Data entries:
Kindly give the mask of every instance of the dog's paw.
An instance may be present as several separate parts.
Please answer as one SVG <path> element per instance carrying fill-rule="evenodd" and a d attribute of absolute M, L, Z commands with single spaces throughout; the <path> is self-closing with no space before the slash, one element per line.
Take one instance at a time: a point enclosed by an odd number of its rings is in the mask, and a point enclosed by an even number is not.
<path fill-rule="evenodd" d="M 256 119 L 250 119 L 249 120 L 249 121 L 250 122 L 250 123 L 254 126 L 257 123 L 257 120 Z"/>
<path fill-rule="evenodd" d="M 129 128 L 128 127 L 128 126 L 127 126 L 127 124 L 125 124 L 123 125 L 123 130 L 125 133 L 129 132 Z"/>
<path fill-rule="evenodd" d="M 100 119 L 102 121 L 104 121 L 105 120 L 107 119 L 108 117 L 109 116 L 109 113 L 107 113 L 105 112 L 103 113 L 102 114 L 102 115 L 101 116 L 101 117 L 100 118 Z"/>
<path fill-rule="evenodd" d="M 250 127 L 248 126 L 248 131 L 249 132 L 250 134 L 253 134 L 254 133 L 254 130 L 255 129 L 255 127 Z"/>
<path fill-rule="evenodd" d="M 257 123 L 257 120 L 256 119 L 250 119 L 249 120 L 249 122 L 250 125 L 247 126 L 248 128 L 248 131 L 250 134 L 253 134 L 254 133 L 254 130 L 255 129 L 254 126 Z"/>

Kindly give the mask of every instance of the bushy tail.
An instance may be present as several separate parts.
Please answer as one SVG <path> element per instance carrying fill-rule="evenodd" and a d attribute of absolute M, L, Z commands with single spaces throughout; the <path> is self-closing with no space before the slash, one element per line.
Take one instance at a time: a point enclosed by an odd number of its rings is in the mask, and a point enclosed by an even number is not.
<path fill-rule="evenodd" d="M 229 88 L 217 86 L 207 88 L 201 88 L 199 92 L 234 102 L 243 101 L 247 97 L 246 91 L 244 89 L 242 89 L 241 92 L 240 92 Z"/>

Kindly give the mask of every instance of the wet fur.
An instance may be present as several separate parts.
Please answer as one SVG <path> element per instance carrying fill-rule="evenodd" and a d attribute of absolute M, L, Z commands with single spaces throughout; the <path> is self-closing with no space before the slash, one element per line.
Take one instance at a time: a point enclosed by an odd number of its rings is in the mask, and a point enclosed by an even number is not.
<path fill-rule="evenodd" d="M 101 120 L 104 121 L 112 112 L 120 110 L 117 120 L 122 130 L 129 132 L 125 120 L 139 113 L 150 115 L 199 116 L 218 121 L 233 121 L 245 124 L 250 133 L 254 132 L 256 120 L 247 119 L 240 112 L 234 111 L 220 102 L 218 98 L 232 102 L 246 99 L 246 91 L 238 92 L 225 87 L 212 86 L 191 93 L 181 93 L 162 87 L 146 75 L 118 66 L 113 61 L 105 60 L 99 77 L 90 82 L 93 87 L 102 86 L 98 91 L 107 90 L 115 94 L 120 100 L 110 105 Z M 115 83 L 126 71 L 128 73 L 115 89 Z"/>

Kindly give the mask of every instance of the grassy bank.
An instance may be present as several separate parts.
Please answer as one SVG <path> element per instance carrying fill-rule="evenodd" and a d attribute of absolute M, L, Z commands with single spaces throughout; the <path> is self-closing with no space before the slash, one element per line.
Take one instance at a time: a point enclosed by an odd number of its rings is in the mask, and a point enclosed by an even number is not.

## [Work to be completed]
Write out everything from the line containing "Kindly give the mask of every instance of the wet" down to the end of the material, requests included. Scale every point coordinate in the answers by 0.25 and round each to a whole number, with halves rounding up.

## [Final result]
Kindly give the mask of every instance of the wet fur.
An instance may be present as several separate parts.
Please answer as one SVG <path> element per instance carrying fill-rule="evenodd" and a d attribute of absolute M, L, Z commands with single spaces throughout; the <path> is self-closing with no space before the slash, one element per line.
Take one instance at a time: a point enclosed by an odd number of its rings is in the mask, and a point enclosed by an even number is not.
<path fill-rule="evenodd" d="M 25 30 L 26 30 L 28 28 L 30 28 L 29 30 L 31 33 L 32 33 L 31 30 L 35 28 L 38 29 L 50 29 L 55 30 L 58 30 L 61 31 L 63 33 L 64 33 L 64 30 L 62 30 L 60 28 L 59 28 L 55 26 L 55 25 L 58 26 L 62 25 L 62 23 L 60 23 L 56 22 L 53 22 L 48 23 L 45 23 L 41 22 L 37 19 L 30 17 L 28 15 L 26 15 L 25 19 L 23 21 L 23 22 L 26 22 L 25 23 L 27 23 L 29 24 L 30 25 L 28 26 Z M 29 21 L 32 18 L 32 18 L 29 22 Z"/>

Kindly give the mask of every instance of the grassy bank.
An instance may be present as several separate parts.
Please answer as one SVG <path> element per instance carrying fill-rule="evenodd" and a d attribute of absolute M, L, Z commands with single spaces throughout; the <path> is self-closing with no space before the slash, one element per line.
Take one instance at a time: a point enclosed by an odd number of its rings is in the mask, and a point enclosed by an even number is not.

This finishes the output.